◆ Zadanie do wykonania
Wyjaśnij na podstawie tekstu źródłowego, dlaczego w pierwszym rzędzie trzeba było rozstrzygnąć, czy Gwarancja jest gwarancją „na pierwsze żądanie”, czy poręczeniem.

◆ Tekst źródłowy
::::
12. This Letter of Guarantee shall be construed in accordance with and governed by the Laws of England.”

Wobec tak sformułowanego zapisu Gwarancji (w szczególności Klauzuli 4 – uprawniającej Bank do wstrzymania natychmiastowej zapłaty, w sytuacji w której pomiędzy Stocznią a Armatorem wszczęte zostało  postępowanie arbitrażowe), należało, w pierwszym rzędzie, rozstrzygnąć czy wystawiona w niniejszej sprawie Gwarancja jest: 

(-) gwarancją „na pierwsze żądanie” („on demand”), czy też

(-) poręczeniem („surety”). 

Sąd Apelacyjny, zwrócił przede wszystkim uwagę na fakt, iż aby prawidłowo odpowiedzieć na to pytanie, koniecznym jest przeanalizowanie i interpretacja literalna zapisów i sformułowań, które zostały uzgodnione przez strony i wprowadzone do tekstu Gwarancji. 

W oparciu o tak przeprowadzoną analizę, Sąd Apelacyjny stanął na stanowisku, iż w niniejszej sprawie mamy do czynienia z „gwarancją na pierwsze żądanie”. W szczególności (i to jest niezwykle ważna praktyczna wskazówka jurydyczna), Sąd wskazał na następujące zapisy Gwarancji, których istnienie przesądziło w niniejszej sprawie (ale też z pewnością może się okazać kluczowym w innych podobnych sprawach w przyszłości) o tym, iż została wystawiona „guarantee on first demand”: 

  1. Gwarancja zawiera w kl. 1 i 3 zapis „we IRREVOCABLY, ABSOLUTELY and UNCONDITIONALLY guarantee (…) as the primary obligator”.
::::
◆ Wykaz pozycji
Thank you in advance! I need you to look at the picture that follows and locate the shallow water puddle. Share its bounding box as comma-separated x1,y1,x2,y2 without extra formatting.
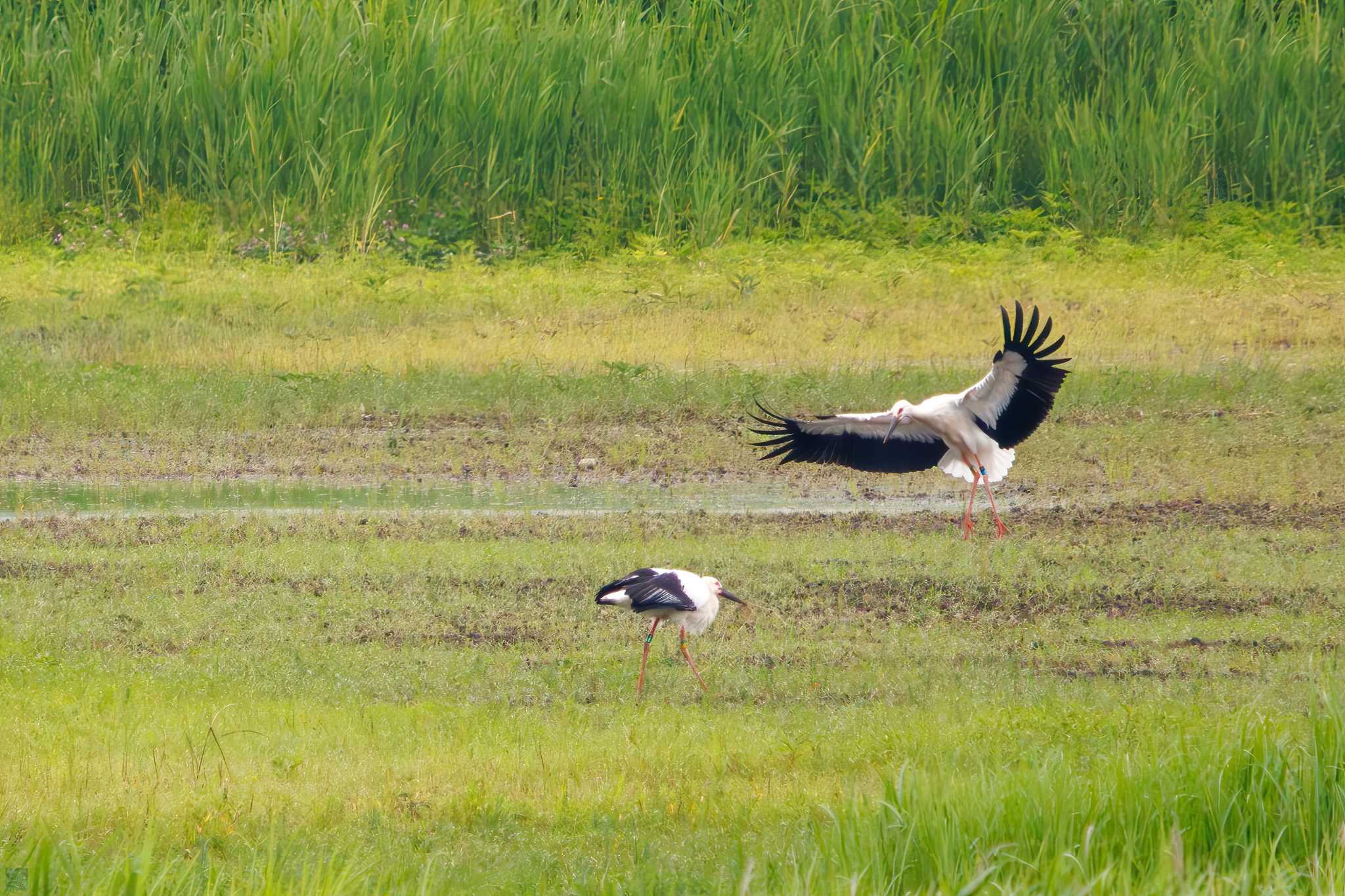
0,481,990,521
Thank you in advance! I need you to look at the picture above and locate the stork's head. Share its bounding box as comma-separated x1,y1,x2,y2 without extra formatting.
701,575,742,603
882,399,915,444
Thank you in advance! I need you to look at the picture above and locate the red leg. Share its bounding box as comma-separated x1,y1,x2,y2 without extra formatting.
682,629,710,693
961,458,981,542
635,619,659,697
971,457,1009,539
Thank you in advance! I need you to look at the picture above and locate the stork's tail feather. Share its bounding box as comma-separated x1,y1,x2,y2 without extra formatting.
939,447,1014,484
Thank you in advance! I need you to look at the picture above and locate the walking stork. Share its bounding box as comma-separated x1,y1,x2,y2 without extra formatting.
597,567,742,696
752,302,1070,540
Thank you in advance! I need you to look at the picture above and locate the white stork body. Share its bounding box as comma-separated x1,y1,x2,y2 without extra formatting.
752,304,1069,538
596,567,742,694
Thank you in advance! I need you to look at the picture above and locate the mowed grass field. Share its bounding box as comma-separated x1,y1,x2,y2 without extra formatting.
0,232,1345,893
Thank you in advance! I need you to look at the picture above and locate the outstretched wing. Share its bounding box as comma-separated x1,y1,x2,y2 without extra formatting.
752,402,948,473
625,571,695,612
958,302,1070,447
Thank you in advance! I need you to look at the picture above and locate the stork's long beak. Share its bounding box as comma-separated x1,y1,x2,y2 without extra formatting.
882,414,898,444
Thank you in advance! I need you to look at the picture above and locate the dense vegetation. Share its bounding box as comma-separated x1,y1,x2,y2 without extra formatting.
0,0,1345,257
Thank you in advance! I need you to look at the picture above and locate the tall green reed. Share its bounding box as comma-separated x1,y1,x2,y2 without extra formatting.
0,0,1345,244
785,697,1345,893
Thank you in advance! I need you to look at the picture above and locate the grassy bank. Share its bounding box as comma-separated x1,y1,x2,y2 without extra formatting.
0,508,1342,892
0,0,1345,245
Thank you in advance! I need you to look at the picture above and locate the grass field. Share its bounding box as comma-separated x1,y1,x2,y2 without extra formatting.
0,224,1345,893
0,0,1345,896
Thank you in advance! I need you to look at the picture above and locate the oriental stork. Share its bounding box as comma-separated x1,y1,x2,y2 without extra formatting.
752,302,1070,539
597,567,742,696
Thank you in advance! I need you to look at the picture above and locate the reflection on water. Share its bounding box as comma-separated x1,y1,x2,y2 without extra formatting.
0,481,979,520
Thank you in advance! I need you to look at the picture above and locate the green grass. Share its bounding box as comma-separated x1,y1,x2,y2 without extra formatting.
0,0,1345,245
0,229,1345,893
0,227,1345,502
0,508,1345,892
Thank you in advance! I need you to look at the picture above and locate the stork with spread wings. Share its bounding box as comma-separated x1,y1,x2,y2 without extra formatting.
752,302,1070,539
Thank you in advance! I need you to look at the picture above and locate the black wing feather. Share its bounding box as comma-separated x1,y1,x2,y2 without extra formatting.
625,572,695,612
977,302,1070,447
597,567,657,601
749,402,948,473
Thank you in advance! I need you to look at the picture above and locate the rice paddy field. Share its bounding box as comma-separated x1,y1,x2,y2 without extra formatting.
0,0,1345,896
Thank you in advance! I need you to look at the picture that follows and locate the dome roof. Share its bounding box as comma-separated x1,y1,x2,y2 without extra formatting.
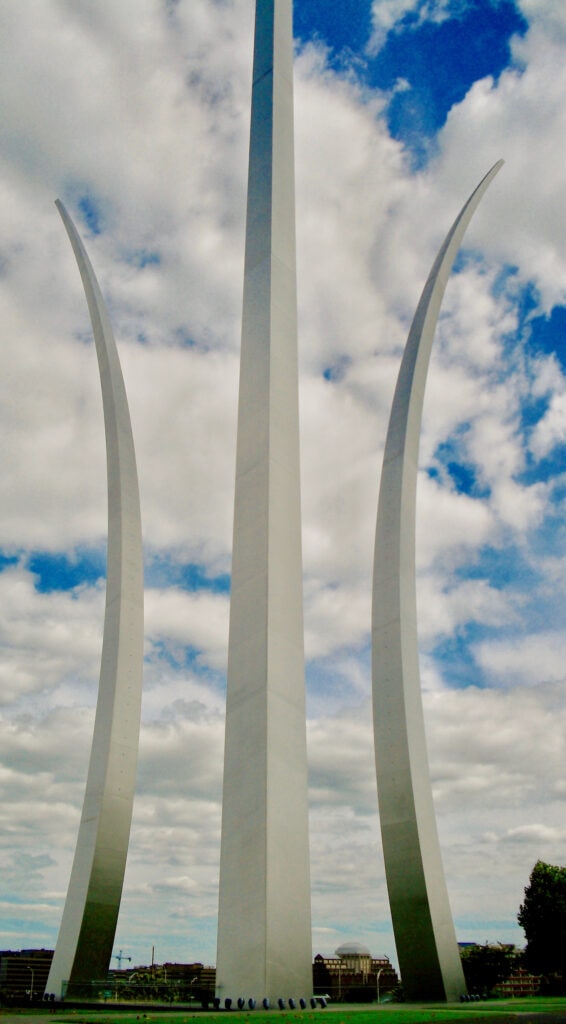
336,942,372,956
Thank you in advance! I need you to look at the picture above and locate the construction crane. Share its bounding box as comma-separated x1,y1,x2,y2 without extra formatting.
113,950,132,971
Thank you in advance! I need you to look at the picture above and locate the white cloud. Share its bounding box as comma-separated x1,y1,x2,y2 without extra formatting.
0,0,566,978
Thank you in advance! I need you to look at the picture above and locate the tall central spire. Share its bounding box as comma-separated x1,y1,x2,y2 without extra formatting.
216,0,312,1000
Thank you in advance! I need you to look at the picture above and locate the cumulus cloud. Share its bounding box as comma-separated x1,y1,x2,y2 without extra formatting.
0,0,566,963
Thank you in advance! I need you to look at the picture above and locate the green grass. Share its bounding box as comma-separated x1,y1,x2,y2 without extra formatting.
7,996,566,1024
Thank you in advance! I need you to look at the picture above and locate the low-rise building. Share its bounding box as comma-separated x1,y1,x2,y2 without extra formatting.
0,949,53,1006
312,942,399,1002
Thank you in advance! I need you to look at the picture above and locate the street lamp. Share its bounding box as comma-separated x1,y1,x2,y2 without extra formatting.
377,967,385,1005
26,964,35,1002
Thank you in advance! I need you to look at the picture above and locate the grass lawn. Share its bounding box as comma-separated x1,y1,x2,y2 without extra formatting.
8,996,566,1024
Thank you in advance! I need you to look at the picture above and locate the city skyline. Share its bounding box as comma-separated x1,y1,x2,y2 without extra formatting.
0,0,566,963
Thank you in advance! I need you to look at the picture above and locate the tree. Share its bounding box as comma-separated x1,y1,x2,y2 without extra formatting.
461,942,518,994
517,860,566,978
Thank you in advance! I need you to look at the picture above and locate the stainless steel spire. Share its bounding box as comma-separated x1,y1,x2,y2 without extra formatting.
46,201,143,997
216,0,312,1001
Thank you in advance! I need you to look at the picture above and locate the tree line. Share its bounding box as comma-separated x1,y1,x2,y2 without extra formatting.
461,860,566,995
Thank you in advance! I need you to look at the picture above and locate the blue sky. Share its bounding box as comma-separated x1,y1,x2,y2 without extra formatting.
0,0,566,963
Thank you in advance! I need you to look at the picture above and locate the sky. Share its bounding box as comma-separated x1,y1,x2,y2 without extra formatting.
0,0,566,978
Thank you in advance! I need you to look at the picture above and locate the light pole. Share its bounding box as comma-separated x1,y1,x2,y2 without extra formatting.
376,967,384,1005
26,964,35,1002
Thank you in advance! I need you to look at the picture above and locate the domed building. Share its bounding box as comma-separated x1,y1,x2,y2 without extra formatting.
336,942,372,974
312,942,399,1002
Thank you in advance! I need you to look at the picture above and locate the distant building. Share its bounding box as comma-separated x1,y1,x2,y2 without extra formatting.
0,949,53,1006
106,963,216,1005
312,942,399,1002
493,967,540,998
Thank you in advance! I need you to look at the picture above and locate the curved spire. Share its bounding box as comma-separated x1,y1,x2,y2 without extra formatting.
46,200,143,997
372,161,503,999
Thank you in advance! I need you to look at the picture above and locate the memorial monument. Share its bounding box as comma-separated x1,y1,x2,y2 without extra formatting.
45,201,143,998
216,0,312,1005
372,161,503,1000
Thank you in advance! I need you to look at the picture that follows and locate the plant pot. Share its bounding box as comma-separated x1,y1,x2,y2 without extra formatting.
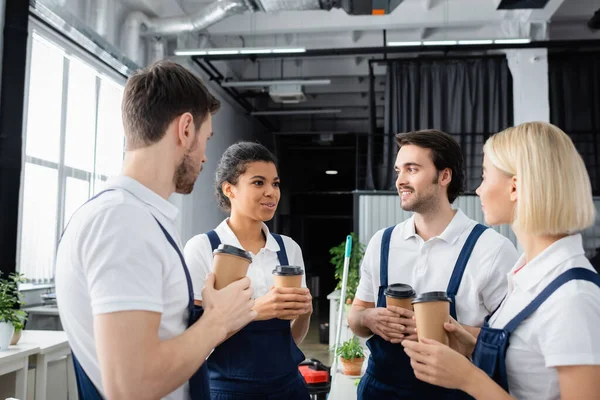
::::
◆ Oczekiwana odpowiedź
Wynikało to ze sformułowania zapisów Gwarancji, zwłaszcza Klauzuli 4. Uprawniała ona Bank do wstrzymania natychmiastowej zapłaty, jeśli między Stocznią a Armatorem wszczęto postępowanie arbitrażowe.